▶ _REQUIRED TASK_
Find the line containing "Target: crowd of people on bridge". Reproduce it and every line after it up to the end of the records, exactly as written.

▶ _DATA PROVIDED_
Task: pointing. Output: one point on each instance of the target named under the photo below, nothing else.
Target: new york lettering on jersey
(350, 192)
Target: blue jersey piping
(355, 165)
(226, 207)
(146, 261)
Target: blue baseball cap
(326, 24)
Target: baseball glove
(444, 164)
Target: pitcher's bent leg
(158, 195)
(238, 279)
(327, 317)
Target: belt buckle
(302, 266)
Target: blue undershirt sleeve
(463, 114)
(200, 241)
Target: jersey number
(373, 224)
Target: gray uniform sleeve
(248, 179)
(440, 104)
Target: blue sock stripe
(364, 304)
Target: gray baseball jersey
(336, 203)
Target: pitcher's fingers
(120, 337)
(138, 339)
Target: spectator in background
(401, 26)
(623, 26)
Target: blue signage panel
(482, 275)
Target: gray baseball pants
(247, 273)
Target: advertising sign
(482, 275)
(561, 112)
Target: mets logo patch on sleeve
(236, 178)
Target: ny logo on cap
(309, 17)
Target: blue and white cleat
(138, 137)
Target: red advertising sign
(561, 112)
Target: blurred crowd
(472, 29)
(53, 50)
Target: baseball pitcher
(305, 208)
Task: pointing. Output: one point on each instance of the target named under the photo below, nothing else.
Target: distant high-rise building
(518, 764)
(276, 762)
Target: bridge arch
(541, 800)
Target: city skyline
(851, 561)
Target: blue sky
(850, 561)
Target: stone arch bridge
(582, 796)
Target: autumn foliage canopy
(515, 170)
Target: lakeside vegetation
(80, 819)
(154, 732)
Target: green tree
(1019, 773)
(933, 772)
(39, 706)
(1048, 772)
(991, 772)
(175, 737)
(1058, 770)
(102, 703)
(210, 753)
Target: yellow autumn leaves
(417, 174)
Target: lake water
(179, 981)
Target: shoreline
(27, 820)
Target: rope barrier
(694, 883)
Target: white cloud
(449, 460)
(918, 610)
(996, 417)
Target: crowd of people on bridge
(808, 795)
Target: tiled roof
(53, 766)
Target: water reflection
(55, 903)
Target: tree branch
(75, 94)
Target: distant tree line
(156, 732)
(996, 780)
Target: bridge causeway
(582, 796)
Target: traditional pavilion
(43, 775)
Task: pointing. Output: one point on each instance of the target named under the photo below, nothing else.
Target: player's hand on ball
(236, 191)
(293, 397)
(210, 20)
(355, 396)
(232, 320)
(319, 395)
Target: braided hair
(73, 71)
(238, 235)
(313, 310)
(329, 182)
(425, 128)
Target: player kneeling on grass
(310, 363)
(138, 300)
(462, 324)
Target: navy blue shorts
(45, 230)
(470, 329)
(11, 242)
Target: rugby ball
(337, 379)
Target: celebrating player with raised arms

▶ _FINAL ANSWER_
Target: crowd of people on bridge
(808, 795)
Target: tiled roof
(53, 766)
Target: water reflection
(55, 903)
Target: tree branch
(75, 94)
Target: distant tree line
(156, 732)
(996, 780)
Target: bridge causeway
(582, 796)
Target: traditional pavilion
(43, 775)
Task: pointing. Output: one point on each instance of the target named under the photo below, nothing else.
Target: player's hand on ball
(236, 191)
(293, 397)
(210, 20)
(355, 396)
(232, 320)
(319, 395)
Target: braided hair
(73, 71)
(238, 235)
(313, 310)
(329, 182)
(425, 128)
Target: player kneeling on grass
(310, 363)
(138, 300)
(462, 324)
Target: navy blue shorts
(45, 230)
(470, 329)
(11, 242)
Target: rugby ball
(337, 379)
Target: celebrating player with raised arms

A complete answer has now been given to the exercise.